◆ EXTRACT PROVIDED
---
United States District Court, N.D. Ohio, Eastern Division
Dec 19, 2022
1:22-CR-171 (N.D. Ohio Dec. 19, 2022)

Opinion

1:22-CR-171

12-19-2022

UNITED STATES OF AMERICA, Plaintiff, v. JAMES COLBERT, Defendant.


ORDER

[Resolving ECF No. 26]

Benita Y. Pearson United States District Judge

Pending before the Court is Defendant James Colbert's Motion to Suppress (ECF No. 26). The Court, having considered the parties' filings and applicable law, as well as the evidence and arguments presented at the evidentiary hearing held on October 18, 2022, denies Defendant's Motion.

I. Procedural History

Defendant filed a Motion to Suppress (ECF No. 26). The Government responded in opposition (ECF No. 27). The Court held an evidentiary hearing at which the Court heard arguments from the parties and sworn testimony from Defendant James Colbert, IV, Ohio Investigative Agent Will Ford, and Ohio Investigative Agent Dane Mone. Following the evidentiary hearing, the Government submitted a supplemental response in opposition to Defendant's Motion to Suppress. See ECF No. 34. Defendant filed a post-hearing brief in support of his Motion. See ECF No. 35.

II. Factual Background

On May 29, 2021, at 11:00 p.m. Ohio Investigative Agent Will Ford was parked in an undercover vehicle in the parking lot of the Showcase bar located at 5015 Turney Road, Garfield Heights, Ohio when Defendant pulled into the same parking lot and parked next to Agent Ford.[ See ECF No. 26 at PageID #: 85. While parked, Agent Ford witnessed Defendant sitting in his vehicle. Defendant's window was rolled down, and Agent Ford witnessed Defendant light an object that he believed to be marijuana. See ECF No. 27 at PageID #: 92. Agent Ford lowered his own window and testified to have smelled a strong odor of marijuana coming from Defendant's vehicle. See ECF No. 27 at PageID #: 92. Agent Ford alerted other undercover agents and officers of the marijuana odor emanating from Defendant's vehicle. See ECF No. 27 at PageID #: 91. Simultaneously, Defendant began driving through the parking lot toward an exit. Surveillance video showed Ohio Investigative Agent Dane Mone and Garfield Heights police enter the parking lot from the same exit where Defendant was waiting at a traffic light. The law enforcement officers pulled into the parking lot and circled behind Defendant's vehicle and executed an investigative stop. See ECF No. 27 at PageID #: 91. Officer Mone testified that, as he and his fellow officers approached the vehicle, he could smell a very strong odor of burnt marijuana. See ECF No. 26 at PageID #: 87; ECF No. 33 at PageID #: 154-155. Officers approached Defendant on both the passenger and driver's side, ordered him to exit the vehicle, and began questioning him.[ See ECF No. 26 at PageID #: 86. In response to the officers' questions, Defendant admitted that he possessed marijuana and had a firearm on his person. See ECF No. 27 at PageID #: 91. Agents took possession of a Springfield XD-9 mod. 2, 9mm caliber pistol and the following items after a search of the vehicle: 1) marijuana and marijuana edibles, 2) four suspected MDMA pills, 3) an open bottle of Tequila, and 4) a loaded Taurus TP738, .380 caliber pistol from the vehicle's glove compartment. See ECF No. 27 at PageID #: 91.
---
◆ WRITTEN TASK A
Sum up the court order in two sentences.
◆ WRITTEN TASK B
Extract the part of the court order starting at "Pending before the" and ending at "ECF No. 35.".

(Stored items from a collection)
---
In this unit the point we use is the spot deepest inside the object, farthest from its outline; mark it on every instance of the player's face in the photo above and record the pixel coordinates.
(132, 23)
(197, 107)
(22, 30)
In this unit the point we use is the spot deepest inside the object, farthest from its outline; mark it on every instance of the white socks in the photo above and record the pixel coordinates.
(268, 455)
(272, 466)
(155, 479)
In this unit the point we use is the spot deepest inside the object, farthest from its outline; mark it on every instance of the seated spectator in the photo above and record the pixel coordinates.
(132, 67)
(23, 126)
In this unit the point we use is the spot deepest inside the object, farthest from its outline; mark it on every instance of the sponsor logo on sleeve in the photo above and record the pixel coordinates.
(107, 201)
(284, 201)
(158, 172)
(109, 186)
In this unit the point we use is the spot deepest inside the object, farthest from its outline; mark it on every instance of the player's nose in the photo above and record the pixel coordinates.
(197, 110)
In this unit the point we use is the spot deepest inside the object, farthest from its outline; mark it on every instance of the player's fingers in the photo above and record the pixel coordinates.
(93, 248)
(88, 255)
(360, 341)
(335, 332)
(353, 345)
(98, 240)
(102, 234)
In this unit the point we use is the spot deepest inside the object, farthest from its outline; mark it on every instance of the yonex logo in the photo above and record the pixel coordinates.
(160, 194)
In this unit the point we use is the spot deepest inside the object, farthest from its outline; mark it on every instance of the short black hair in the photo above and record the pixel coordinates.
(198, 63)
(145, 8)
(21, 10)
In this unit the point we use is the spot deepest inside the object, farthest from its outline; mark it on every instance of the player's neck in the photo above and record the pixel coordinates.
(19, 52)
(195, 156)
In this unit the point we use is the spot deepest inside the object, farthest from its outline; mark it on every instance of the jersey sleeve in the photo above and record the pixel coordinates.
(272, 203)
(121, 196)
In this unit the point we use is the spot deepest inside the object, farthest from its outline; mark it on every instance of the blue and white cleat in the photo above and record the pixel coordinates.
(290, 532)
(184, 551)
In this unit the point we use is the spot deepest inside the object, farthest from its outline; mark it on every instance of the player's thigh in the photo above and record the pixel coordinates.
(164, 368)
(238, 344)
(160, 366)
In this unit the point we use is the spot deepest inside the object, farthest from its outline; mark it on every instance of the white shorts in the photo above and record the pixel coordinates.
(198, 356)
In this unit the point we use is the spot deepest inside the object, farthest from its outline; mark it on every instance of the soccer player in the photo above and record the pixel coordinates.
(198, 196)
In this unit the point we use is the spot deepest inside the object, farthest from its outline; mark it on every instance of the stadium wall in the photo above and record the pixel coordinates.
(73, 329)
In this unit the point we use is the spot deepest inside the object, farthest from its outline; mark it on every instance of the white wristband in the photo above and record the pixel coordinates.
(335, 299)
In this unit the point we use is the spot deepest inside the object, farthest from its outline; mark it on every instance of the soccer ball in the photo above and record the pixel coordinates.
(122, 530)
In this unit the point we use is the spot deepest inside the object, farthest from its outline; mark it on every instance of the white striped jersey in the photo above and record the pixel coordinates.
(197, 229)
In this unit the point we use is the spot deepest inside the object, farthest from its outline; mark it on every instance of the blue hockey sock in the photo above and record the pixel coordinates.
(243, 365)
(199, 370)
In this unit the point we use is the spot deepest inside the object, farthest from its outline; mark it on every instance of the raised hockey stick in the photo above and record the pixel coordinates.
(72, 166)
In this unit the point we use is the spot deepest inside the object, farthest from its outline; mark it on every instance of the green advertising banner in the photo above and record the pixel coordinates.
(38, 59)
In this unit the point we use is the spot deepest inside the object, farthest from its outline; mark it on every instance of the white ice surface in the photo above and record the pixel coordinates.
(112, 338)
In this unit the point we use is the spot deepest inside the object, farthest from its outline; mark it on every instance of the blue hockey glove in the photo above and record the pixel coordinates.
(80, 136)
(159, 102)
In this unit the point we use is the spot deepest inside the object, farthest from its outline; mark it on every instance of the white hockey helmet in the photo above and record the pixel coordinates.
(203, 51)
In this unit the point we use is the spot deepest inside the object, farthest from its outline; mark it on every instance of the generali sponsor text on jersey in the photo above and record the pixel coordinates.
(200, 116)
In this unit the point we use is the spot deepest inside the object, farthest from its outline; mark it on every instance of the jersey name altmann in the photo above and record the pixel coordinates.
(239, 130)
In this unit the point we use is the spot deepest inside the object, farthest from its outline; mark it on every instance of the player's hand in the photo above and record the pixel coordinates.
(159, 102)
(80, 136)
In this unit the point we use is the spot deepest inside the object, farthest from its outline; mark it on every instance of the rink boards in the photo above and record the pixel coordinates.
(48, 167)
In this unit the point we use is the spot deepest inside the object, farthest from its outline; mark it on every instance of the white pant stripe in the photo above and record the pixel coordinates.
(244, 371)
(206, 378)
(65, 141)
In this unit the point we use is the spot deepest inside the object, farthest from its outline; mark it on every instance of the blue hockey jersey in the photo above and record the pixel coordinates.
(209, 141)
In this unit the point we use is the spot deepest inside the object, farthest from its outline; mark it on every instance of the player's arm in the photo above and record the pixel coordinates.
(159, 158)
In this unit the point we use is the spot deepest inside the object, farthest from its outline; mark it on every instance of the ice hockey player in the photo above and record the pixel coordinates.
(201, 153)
---
◆ TASK SOLUTION A
The court order denies James Colbert's motion to suppress after the court considered the parties' filings, the applicable law, and the evidence and arguments from an evidentiary hearing held on October 18, 2022. It recounts that on May 29, 2021, an undercover agent in a Garfield Heights bar parking lot smelled marijuana coming from Colbert's vehicle, officers then stopped him, and after he admitted having marijuana and a firearm, agents took a pistol along with marijuana, suspected MDMA pills, an open bottle of tequila, and a second pistol from the glove compartment.

◆ TASK SOLUTION B
Pending before the Court is Defendant James Colbert's Motion to Suppress (ECF No. 26). The Court, having considered the parties' filings and applicable law, as well as the evidence and arguments presented at the evidentiary hearing held on October 18, 2022, denies Defendant's Motion.

I. Procedural History

Defendant filed a Motion to Suppress (ECF No. 26). The Government responded in opposition (ECF No. 27). The Court held an evidentiary hearing at which the Court heard arguments from the parties and sworn testimony from Defendant James Colbert, IV, Ohio Investigative Agent Will Ford, and Ohio Investigative Agent Dane Mone. Following the evidentiary hearing, the Government submitted a supplemental response in opposition to Defendant's Motion to Suppress. See ECF No. 34. Defendant filed a post-hearing brief in support of his Motion. See ECF No. 35.